:: Exercise details ::
Extract from the entries below every line that contains the word "blurred", treating uppercase and lowercase letters as different.

§

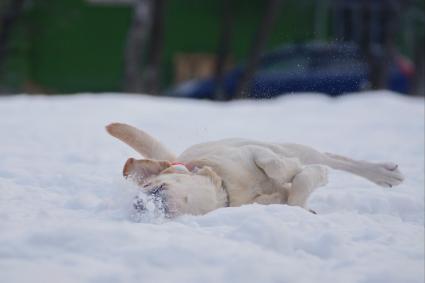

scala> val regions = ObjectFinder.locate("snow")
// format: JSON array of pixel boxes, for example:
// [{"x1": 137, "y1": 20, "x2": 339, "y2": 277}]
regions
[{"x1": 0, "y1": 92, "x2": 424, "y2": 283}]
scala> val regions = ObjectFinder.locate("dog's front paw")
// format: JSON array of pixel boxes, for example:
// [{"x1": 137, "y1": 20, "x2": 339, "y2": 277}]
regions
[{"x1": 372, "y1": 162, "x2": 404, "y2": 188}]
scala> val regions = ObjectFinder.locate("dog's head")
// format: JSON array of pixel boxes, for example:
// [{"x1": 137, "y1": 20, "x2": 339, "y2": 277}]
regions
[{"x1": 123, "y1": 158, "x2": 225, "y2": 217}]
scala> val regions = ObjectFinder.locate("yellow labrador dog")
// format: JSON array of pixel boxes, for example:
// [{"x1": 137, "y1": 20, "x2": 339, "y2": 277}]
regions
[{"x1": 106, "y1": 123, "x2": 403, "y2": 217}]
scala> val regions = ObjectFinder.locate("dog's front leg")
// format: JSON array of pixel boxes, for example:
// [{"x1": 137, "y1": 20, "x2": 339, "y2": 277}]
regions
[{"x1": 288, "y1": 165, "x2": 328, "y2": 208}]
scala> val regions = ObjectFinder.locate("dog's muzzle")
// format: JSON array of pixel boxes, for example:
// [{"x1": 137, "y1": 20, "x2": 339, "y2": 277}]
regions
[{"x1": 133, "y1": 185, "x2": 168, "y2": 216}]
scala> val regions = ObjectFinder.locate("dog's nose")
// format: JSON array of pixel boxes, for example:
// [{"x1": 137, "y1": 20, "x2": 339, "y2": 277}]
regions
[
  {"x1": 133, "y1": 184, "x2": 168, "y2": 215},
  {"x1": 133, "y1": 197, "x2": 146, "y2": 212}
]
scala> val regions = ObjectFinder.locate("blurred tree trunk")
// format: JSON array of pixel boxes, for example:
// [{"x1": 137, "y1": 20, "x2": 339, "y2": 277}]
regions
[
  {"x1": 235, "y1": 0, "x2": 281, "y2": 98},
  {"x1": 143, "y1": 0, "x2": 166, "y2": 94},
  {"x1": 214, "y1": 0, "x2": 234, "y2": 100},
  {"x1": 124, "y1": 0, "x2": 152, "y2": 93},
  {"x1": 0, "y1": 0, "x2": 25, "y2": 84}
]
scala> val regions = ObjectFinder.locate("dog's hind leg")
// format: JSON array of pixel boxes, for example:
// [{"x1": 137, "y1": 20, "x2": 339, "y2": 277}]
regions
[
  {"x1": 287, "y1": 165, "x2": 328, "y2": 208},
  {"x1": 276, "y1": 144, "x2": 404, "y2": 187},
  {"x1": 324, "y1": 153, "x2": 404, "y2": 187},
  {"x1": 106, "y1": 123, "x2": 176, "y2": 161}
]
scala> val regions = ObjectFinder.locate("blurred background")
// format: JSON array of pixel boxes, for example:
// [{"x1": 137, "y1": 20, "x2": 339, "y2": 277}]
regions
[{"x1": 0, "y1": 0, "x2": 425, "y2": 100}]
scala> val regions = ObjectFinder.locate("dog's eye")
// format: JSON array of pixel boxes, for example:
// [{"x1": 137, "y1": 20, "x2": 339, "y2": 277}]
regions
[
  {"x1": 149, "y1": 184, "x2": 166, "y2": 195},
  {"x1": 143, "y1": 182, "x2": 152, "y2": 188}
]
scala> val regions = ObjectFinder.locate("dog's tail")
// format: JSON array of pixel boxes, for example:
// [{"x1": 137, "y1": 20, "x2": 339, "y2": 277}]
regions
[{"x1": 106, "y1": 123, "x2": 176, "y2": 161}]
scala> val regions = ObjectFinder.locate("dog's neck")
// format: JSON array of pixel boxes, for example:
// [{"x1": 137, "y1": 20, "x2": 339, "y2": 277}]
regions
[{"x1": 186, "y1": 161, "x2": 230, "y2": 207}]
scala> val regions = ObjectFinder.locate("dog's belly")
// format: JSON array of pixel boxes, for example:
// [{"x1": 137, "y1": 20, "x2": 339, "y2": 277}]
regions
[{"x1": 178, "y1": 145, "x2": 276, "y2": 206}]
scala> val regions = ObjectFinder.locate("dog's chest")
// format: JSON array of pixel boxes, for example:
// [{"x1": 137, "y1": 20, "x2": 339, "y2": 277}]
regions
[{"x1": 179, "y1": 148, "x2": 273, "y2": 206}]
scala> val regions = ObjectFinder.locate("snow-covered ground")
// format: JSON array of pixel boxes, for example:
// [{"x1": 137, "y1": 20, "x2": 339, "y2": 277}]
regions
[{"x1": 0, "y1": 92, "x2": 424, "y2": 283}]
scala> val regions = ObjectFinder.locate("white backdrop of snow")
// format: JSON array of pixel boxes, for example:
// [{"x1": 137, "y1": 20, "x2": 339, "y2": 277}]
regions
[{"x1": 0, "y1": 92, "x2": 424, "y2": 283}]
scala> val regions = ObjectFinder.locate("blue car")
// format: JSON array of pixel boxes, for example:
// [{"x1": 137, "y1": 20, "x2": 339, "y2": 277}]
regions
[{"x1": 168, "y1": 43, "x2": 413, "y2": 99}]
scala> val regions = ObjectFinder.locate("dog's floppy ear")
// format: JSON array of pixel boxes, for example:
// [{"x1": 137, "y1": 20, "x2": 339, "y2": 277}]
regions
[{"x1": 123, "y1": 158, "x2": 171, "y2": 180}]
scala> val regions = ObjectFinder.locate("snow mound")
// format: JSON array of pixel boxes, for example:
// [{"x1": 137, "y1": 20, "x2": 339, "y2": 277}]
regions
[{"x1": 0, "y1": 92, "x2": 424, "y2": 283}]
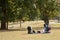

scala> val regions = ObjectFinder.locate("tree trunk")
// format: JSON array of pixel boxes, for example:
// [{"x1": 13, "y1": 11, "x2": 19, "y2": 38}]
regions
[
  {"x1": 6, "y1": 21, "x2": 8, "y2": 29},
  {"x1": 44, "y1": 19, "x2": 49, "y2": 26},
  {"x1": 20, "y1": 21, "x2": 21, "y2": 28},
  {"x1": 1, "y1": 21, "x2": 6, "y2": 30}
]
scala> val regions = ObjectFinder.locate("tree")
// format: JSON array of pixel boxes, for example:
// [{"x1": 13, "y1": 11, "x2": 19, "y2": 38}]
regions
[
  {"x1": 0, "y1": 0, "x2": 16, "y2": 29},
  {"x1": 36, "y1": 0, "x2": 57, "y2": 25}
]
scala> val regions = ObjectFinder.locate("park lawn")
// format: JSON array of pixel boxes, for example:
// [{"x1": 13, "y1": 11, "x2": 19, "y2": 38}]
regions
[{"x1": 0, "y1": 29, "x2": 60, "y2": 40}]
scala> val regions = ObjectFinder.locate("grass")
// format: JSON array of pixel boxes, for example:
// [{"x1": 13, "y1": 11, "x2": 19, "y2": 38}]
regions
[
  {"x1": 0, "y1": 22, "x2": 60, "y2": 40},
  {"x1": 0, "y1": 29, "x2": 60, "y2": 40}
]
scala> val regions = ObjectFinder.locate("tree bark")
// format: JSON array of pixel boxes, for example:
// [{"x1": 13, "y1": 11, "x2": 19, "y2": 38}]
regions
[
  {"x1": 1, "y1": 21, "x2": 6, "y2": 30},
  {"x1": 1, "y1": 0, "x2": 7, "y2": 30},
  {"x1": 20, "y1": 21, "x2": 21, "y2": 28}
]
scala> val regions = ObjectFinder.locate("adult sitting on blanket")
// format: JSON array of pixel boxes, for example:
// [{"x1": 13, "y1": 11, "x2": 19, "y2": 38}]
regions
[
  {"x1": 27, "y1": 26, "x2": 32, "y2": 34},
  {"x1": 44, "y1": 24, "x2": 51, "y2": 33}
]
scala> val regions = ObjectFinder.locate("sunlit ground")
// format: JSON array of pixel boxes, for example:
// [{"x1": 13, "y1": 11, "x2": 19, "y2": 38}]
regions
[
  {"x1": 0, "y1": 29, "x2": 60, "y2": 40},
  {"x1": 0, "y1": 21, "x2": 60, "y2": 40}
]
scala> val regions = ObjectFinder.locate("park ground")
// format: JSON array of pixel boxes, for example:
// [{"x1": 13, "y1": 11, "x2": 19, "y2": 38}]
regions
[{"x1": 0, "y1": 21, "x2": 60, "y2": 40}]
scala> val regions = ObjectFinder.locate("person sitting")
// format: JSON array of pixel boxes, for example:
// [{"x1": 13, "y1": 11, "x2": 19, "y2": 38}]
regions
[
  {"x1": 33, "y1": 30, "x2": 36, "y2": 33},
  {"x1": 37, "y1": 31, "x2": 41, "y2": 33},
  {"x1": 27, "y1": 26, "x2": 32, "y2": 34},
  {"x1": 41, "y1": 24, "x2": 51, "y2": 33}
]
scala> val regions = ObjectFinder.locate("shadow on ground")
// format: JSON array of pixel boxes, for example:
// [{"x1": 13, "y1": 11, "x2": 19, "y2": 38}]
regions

§

:: Result ::
scala> val regions = ObjectFinder.locate("blurred tree trunk")
scala> val regions = ObjectFinder.locate("blurred background")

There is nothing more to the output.